#### [Stored data entries]
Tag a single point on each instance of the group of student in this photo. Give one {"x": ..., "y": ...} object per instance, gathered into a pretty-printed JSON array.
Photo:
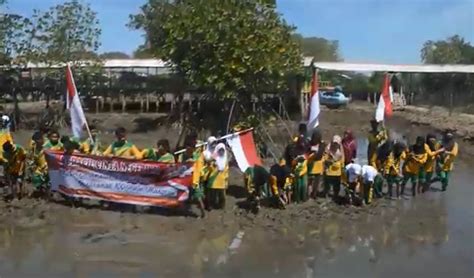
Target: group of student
[
  {"x": 309, "y": 163},
  {"x": 309, "y": 167}
]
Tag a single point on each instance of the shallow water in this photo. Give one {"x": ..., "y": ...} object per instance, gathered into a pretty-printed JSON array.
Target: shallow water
[{"x": 429, "y": 236}]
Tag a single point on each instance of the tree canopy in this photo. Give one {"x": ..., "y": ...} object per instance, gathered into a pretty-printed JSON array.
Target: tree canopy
[
  {"x": 224, "y": 47},
  {"x": 114, "y": 55},
  {"x": 321, "y": 49}
]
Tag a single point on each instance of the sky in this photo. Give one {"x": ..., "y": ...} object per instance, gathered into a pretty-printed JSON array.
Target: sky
[{"x": 383, "y": 31}]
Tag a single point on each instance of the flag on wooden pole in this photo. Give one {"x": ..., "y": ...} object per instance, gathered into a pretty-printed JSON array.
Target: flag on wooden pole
[
  {"x": 314, "y": 109},
  {"x": 384, "y": 107},
  {"x": 73, "y": 103}
]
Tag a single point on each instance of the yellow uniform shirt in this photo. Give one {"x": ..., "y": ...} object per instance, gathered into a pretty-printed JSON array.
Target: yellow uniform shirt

#### [Task to carry out]
Rewrite all of the entries above, replacing every "pretty-printed" with "indented" and keeping everything else the same. Leave the pictures out of your answer.

#### [The response]
Tag a single point on each instance of the group of student in this photo. Give one {"x": ..., "y": ...} object per instance, gathered into a indented JSON array.
Photo:
Target: group of student
[
  {"x": 309, "y": 163},
  {"x": 309, "y": 167}
]
Tag a single point on each instance of the shallow water in this photo. Give one {"x": ..., "y": ...} object per instance, gathered into a indented JSON array.
Target: shallow water
[{"x": 429, "y": 236}]
Tag a single point on each instance of the tree canopy in this photo. Give one {"x": ..., "y": ...} object per instance, gathered into a indented JSON array.
Target: tree canopy
[
  {"x": 224, "y": 47},
  {"x": 114, "y": 55},
  {"x": 321, "y": 49}
]
Tag a single point on each instance of the sky in this photo. Give one {"x": ..., "y": ...} object per instance, gathered into a indented JSON array.
Target: sky
[{"x": 383, "y": 31}]
Tag a single point on each instance of the flag on wooden pole in this photo. Give one {"x": ..., "y": ...} object per instance, gathered into a indented JSON array.
Target: flag on wooden pole
[
  {"x": 314, "y": 109},
  {"x": 384, "y": 107},
  {"x": 73, "y": 103}
]
Tag a single point on each instance of the yellow uniform shirt in this photo. Give one {"x": ..., "y": ...} object per instance, gathered into a indented JSON array.
Target: yellow uniform shirt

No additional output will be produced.